Me (proud): “So have I!”
Mum (concerned): “But it CAN’T be good for you!”
James (coolly): “S’alight; I only started training 6 months before this year's marathon!”
Me (defiant): “YEAH, I’ve been running for at least 5 years!”
Dad (shush luv): “Never those distances though!”

Dialogue subtext: Person ‘Number 4’ (as they like to call me thanks to the Census) tries to prove her abilities to her elders. Person 'Number 1' puts her back in her place and re-establishes his position as best family marathon runner.

Monday 25 April 2011

II – Golf, Gigs and Gin

1. Tell your audience to shut up if they’re not listening.
Gig at a golf club dinner this evening with my parents’ choir – Otto Voce – who are, as one member put it:

“…four couples who have fun singing, and sometimes have fun with each other”.

Stuck at the end of a long room with 140 hungry golfers getting started on the gin, it wasn’t a surprise that the ‘audience’ started chatting during the first set, thinking we were background music. We all felt very disheartened.

For the second set, (which involved solos from myself, the wonderful soprano Els Janes and the classy piano/sax duo Chris Roe and Tom Griffiths), we moved the keyboard and mic to the centre of the room. With a lot of support from the parents, I stood up to the mic, no plan for words, but with the determination to make them listen. I demanded their attention because “I’m going to sing now” and proceeded to say myself and the other three ‘younsters’ were “offspring of the choir… so they weren’t joking when they said they had fun with each other… Although hopefully that was a long time ago and only once…” Looking Mum and Dad in the eye after that one wasn’t easy….

Next thing I knew, I had asked who had got a hole-in-one that weekend. Of course, it was the jolly middle-aged Social Captain, and I told him to meet me at the bar after the singing. He took my joke to heart and at the end of the set, grabbed me for a hug in front of the whole crowd (including my old primary school teacher and dentist), took me to the bar and ordered the bar man to make me whatever I wanted…!

Still, the audience were attentive for the rest of the evening and although some dignity lost, Otto Voce sounded beautiful and a gin and tonic was gained!

2. Keep your balls together.
This was the conclusion from our epic family game of croquet (Uncle Julian and I were victorious). For more information on the advanced rules of croquet, please see me.

3. Lonyo – Summer of Love.
Rediscovered this track on Radio 1 this weekend; there’s some sort of scrunchy chord in there that I can’t get enough of. 

I – National Treasures

1. Good things (including nudity) come to those who wait.

* **DATA EXTRACT**

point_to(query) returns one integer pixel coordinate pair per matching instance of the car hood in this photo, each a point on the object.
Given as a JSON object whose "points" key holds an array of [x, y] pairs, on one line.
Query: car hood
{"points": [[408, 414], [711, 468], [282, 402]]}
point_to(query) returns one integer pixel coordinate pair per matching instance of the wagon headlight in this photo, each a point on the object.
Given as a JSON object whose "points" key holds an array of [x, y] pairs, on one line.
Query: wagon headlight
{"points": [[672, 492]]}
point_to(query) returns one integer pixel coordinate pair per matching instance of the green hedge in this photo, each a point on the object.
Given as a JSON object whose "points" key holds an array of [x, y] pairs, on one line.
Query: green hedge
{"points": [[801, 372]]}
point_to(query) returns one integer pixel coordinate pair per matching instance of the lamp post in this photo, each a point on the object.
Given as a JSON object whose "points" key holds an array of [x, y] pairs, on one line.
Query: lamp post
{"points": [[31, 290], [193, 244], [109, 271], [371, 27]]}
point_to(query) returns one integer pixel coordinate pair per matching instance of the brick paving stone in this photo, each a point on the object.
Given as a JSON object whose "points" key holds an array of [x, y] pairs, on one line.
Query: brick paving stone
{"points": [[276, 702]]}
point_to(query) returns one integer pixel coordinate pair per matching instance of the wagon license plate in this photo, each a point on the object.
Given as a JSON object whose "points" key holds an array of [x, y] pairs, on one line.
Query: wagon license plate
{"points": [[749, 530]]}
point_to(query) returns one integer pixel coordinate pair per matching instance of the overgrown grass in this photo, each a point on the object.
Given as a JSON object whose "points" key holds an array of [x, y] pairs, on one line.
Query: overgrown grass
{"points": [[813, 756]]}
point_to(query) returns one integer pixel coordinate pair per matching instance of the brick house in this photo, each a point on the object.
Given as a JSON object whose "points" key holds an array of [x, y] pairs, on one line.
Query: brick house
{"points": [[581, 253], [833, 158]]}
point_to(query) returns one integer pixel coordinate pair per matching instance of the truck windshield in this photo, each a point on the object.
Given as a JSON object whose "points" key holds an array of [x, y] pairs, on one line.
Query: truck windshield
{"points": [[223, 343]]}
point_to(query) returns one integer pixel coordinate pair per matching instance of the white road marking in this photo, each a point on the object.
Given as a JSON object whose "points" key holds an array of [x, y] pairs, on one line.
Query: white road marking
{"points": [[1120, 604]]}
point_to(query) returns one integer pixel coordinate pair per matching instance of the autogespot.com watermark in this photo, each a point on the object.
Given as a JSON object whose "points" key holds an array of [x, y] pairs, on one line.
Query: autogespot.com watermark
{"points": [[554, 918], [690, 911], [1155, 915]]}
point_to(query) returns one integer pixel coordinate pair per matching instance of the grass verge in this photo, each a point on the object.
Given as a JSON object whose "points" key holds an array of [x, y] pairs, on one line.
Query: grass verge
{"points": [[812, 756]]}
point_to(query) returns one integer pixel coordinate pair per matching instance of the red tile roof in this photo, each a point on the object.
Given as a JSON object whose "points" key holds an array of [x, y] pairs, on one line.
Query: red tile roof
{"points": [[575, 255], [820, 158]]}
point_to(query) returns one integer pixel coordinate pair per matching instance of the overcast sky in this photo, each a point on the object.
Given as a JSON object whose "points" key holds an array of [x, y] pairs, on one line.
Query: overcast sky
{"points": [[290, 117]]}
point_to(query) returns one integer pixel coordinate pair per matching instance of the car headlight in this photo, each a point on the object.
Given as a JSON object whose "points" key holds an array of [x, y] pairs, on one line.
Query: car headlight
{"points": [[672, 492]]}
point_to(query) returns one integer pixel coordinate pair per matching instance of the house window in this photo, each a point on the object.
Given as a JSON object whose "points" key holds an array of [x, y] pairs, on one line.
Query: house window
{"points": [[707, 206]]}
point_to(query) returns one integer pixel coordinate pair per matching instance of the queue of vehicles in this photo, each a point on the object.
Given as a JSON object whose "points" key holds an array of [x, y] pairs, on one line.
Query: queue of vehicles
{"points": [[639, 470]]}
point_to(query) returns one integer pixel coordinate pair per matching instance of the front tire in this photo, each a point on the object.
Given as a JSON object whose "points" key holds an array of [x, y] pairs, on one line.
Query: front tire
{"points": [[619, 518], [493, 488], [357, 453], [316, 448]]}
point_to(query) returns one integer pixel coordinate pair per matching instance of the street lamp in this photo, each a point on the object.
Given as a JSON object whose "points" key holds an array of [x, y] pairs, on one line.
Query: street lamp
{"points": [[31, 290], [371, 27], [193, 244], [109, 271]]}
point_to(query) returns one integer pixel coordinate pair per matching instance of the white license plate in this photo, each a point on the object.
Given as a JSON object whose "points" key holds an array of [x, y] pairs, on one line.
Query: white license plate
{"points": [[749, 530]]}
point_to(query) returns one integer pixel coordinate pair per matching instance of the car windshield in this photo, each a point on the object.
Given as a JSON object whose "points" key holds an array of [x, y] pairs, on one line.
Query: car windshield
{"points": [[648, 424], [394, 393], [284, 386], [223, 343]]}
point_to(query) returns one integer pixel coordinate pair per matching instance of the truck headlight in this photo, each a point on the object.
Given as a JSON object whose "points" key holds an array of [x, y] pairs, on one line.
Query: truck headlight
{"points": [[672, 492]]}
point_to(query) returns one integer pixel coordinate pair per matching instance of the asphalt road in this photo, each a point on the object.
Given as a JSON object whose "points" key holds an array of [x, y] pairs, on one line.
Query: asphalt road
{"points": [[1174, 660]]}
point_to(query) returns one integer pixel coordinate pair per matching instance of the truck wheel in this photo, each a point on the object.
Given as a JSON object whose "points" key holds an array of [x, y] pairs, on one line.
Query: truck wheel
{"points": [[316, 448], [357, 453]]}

* **INSTRUCTION 1**
In the diary excerpt, how many golfers were in the room at the golf club dinner?
* **INSTRUCTION 2**
Reproduce the stretch of the diary excerpt from "1. Tell your" through "felt very disheartened.".
* **INSTRUCTION 3**
Write the next part of the diary excerpt, beginning after its final line.

* **WRITTEN ANSWER 1**
There were 140 hungry golfers.

* **WRITTEN ANSWER 2**
1. Tell your audience to shut up if they’re not listening.
Gig at a golf club dinner this evening with my parents’ choir – Otto Voce – who are, as one member put it:

“…four couples who have fun singing, and sometimes have fun with each other”.

Stuck at the end of a long room with 140 hungry golfers getting started on the gin, it wasn’t a surprise that the ‘audience’ started chatting during the first set, thinking we were background music. We all felt very disheartened.

* **WRITTEN ANSWER 3**
Having queued from 7.20am (behind sixty other hardy theatre-goers including one who had arrived the previous night at 11!) for Frankenstein day tickets, I was worried I might drop off during the performance. How wrong was I. A loud strike from the huge church bell suspended over the auditorium brought everyone to the edge of their seats from ‘lights down’. And the completely starkers Jonny Lee Miller squirming to find his feet as The Creature kept me right there for the first ten minutes of the production...!

2. Use your imagination.
The National's Olivier has got to be my favourite theatre space in London. It encourages the wildest imaginings of a director to be realised: a person shot underwater in Coram Boy, a full blown battle on horse-back in War Horse and now the 'birth' of The Creature in Frankenstein. Truly awesome. 

3. Theatre is business. Exploit play’s ideas and talent to bring audience back again.
The lovely Benedict Cumberbatch played Victor Frankenstein and I am tempted to go again to see him swap roles with Miller. Through demanding but superb physical acting from both actors, Danny Boyle (director) neatly presented the power struggle between the two characters.

4. British Sun + early evening = Pimms o’clock.
Having collected my tickets I found myself in a deck chair on the sand by the river Thames, surrounded by twenty photographers attending the press launch of The Southbank Centre’s Festival of Britain. Here I am in one of the photos! The beautiful sun also meant Pimms O’Clock came early this year. Doggetts pub by Blackfriars Bridge provided the perfect jug for myself and my great friend Katie, possibly the fondest Pimms-drinker outside of the Howies that I know.

5. Listen to lots of music.
Feels like summer so here's my summer mix!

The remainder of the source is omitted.